Red Hat would like to included hwloc in the upcoming version of the Red Hat
Enterprise Linux 6.1. There is Bugzilla 648593
[RFE] Include Portable Hardware Locality (hwloc) in RHEL

https://bugzilla.redhat.com/show_bug.cgi?id=648593

to address this.

I got following input from the devel:
=================================================
There appears to be a significant drawback to using hwloc. The core # shown in
hwloc-ls does NOT map 1:1 with the processor id in /proc/cpuinfo.

For example, on intel-s3e36-02.lab hwloc shows the core ids in socket 0 as
{0,1,2,3,4,5,6,7}.

/proc/cpuinfo shows these as physically being {0,4,8,12,16,20,24,28}.

On the cmd-line, hwloc-ls does indicate a difference between the hwloc core id
and the physical id:

[root_at_intel-s3e36-02 ~]# hwloc-ls
Machine (64GB)
  NUMANode #0 (phys=0 16GB) + Socket #0 + L3 #0 (24MB)
    L2 #0 (256KB) + L1 #0 (32KB) + Core #0 + PU #0 (phys=0)
    L2 #1 (256KB) + L1 #1 (32KB) + Core #1 + PU #1 (phys=4)

Object location annotation data:
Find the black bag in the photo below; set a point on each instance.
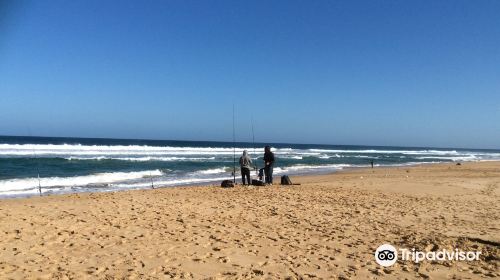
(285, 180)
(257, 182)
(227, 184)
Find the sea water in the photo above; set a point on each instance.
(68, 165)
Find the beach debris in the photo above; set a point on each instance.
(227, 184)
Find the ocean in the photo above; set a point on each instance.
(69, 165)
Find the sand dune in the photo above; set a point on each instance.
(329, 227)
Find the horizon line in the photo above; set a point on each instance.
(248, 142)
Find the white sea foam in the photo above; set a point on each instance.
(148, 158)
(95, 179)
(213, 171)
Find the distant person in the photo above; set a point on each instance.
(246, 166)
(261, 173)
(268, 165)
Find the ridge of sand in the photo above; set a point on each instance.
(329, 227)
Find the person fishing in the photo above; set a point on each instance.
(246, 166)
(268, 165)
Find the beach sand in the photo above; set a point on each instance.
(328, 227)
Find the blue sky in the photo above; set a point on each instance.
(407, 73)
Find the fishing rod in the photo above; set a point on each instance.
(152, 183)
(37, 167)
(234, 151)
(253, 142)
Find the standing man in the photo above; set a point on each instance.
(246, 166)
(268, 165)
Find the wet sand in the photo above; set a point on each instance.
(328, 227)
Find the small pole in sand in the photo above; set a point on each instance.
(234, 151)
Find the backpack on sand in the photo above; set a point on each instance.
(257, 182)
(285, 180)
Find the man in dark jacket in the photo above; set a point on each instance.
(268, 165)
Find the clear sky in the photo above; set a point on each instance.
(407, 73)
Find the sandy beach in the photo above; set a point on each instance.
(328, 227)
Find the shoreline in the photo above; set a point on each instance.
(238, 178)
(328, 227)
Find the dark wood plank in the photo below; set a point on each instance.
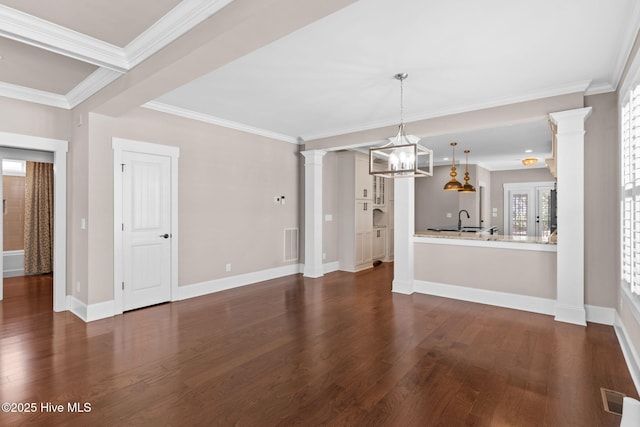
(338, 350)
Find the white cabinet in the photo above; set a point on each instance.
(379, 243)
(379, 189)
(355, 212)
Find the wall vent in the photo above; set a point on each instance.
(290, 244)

==

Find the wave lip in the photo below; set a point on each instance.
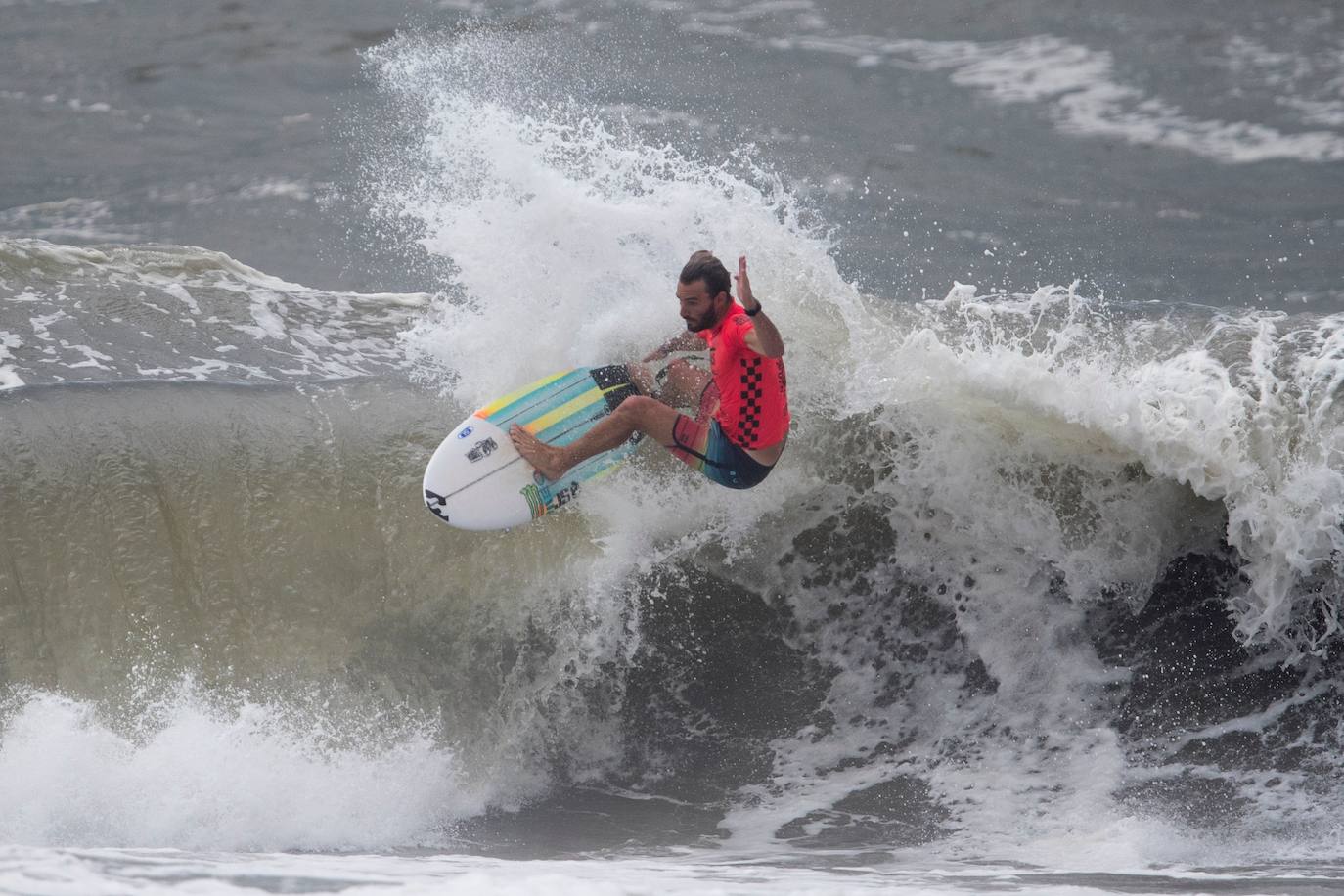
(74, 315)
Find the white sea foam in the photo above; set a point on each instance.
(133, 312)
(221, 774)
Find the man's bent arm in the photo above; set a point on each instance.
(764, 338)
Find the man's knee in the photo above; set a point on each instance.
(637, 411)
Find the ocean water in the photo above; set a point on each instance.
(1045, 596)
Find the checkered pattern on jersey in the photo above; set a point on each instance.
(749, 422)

→ **To-do list**:
1. Transcribe the passage of the message about hwloc from "For example, on" to "PU #0 (phys=0)".
2. In the message about hwloc, which upcoming version of Red Hat Enterprise Linux does Red Hat want to include hwloc in?

→ **Solutions for each task**:
1.
For example, on intel-s3e36-02.lab hwloc shows the core ids in socket 0 as
{0,1,2,3,4,5,6,7}.

/proc/cpuinfo shows these as physically being {0,4,8,12,16,20,24,28}.

On the cmd-line, hwloc-ls does indicate a difference between the hwloc core id
and the physical id:

[root_at_intel-s3e36-02 ~]# hwloc-ls
Machine (64GB)
  NUMANode #0 (phys=0 16GB) + Socket #0 + L3 #0 (24MB)
    L2 #0 (256KB) + L1 #0 (32KB) + Core #0 + PU #0 (phys=0)

2. Red Hat Enterprise Linux 6.1.